▸ GIVEN EXERCISE 1
Print, word for word, everything in the listing below from the line containing "Question. The picture above shows the spiky" down to the final line of that listing.

▸ EXCERPT TO READ
'''
In 2021, there’s no excuse for media failing to recognize bad-faith disinformation campaigns targeting journalists
AP’s apparent decision to fire Emily Wilder over her support for Palestinian human rights was the latest example of media outlets and institutions caving to a right-wing harassment campaign and firing a journalist
Written by Courtney Hagle & Chloe Simon
Published
Last week, The Associated Press fired Emily Wilder, a recent hire who graduated from Stanford in 2020, in an apparent response to her past pro-Palestinian activism. The decision to fire Wilder showed AP’s willingness to cave to a right-wing disinformation campaign, led by the Stanford College Republicans, that targeted Wilder. Wilder is the latest example of journalists and other figures who have been fired or professionally harmed for their support of Palestinian human rights; it is also part of a larger pattern of right-wing agitators targeting individuals on the left -- often women or people of color -- who speak out in support of racial and social justice issues deemed unacceptable by the right.
The attacks on Wilder and her subsequent firing
The attacks on Wilder began when the Stanford College Republicans -- a right-wing student organization at her alma mater -- began to tweet about Wilder’s old statements supporting Palestinians and criticizing Israel, as well as her past activism with groups such as Students for Justice in Palestine. The attacks were swiftly picked up by right-wing media agitators like The Washington Free Beacon, The Federalist, and Fox News, ultimately reaching Sen. Tom Cotton (R-AK), who also attacked AP on Twitter.
These outlets insinuated that Wilder -- who is Jewish and received Orthodox schooling growing up -- is antisemitic for her pro-Palestinian support. They also insidiously attempted to link her hiring to the Israeli government bombing of the AP’s media offices in Gaza only a few days before; Israel has said it targeted the building because it housed Hamas military intelligence, though there is no known evidence to support that claim. The Free Beacon even wrote that “AP's objectivity [is] in question amid revelations it shared office space with Hamas.”
Almost two weeks into her job as a news associate, Wilder was fired from the wire service for unspecified “social media violations.'' (At a staff town hall, AP acknowledged that they made “mistakes in the process” and that they should “have done things differently,” but that they still “stand by” the decision.) Wilder said in an interview with the SFGate that an editor told her that there would not be trouble for “past activism” when the attacks initially surfaced. Wilder added that AP recommended to her that she remove the “Black Lives Matter” slogan that was in her Twitter bio, which she did.
'''
▸ GIVEN EXERCISE 2
Output, unchanged, everything in the article on Emily Wilder's firing from "Almost two weeks" down to "which she did.".

Point annotation dataset listing
'''
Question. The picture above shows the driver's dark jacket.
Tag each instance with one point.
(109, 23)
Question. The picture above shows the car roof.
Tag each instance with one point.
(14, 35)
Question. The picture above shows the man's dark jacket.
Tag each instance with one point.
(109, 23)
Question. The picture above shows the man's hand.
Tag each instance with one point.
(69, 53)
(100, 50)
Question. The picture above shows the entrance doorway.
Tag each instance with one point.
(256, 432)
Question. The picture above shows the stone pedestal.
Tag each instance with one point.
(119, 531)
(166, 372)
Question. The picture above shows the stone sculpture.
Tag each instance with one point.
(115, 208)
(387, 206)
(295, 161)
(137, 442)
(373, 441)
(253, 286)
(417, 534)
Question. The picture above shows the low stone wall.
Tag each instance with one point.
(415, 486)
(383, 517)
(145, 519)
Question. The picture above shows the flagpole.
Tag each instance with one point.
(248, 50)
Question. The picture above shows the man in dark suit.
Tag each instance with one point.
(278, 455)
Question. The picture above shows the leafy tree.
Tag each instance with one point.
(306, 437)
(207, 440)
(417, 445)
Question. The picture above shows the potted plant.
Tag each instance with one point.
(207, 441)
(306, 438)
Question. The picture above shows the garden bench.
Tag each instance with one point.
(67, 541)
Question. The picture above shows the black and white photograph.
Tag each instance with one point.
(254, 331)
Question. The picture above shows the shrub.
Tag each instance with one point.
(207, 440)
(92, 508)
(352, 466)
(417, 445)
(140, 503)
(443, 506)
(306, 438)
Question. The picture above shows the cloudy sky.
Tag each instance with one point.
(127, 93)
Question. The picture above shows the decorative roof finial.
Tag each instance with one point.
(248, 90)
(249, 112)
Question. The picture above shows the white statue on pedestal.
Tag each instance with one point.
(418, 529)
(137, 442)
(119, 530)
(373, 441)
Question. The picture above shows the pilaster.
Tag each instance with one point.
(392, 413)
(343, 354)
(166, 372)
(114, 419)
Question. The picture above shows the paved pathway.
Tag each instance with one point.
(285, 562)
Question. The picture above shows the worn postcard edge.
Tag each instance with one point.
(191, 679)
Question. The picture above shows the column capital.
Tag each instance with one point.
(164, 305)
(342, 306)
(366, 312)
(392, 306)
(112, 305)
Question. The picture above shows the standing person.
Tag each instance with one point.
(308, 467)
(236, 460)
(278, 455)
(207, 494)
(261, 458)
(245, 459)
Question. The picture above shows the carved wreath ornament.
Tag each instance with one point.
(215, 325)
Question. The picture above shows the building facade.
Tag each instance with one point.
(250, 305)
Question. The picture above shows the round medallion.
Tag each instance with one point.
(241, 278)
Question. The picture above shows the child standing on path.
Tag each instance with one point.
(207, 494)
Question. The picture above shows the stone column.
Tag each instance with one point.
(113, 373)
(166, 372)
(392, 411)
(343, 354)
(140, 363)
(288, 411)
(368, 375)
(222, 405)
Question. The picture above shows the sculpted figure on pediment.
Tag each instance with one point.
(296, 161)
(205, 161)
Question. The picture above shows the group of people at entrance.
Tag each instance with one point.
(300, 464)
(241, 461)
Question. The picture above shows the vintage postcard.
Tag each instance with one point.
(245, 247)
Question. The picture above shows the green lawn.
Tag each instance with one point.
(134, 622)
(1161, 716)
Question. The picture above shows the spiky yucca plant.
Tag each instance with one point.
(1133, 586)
'''
▸ TASK ANSWER 1
Question. The picture above shows the spiky yucca plant.
Tag each instance with one point.
(1133, 586)

▸ TASK ANSWER 2
Almost two weeks into her job as a news associate, Wilder was fired from the wire service for unspecified “social media violations.'' (At a staff town hall, AP acknowledged that they made “mistakes in the process” and that they should “have done things differently,” but that they still “stand by” the decision.) Wilder said in an interview with the SFGate that an editor told her that there would not be trouble for “past activism” when the attacks initially surfaced. Wilder added that AP recommended to her that she remove the “Black Lives Matter” slogan that was in her Twitter bio, which she did.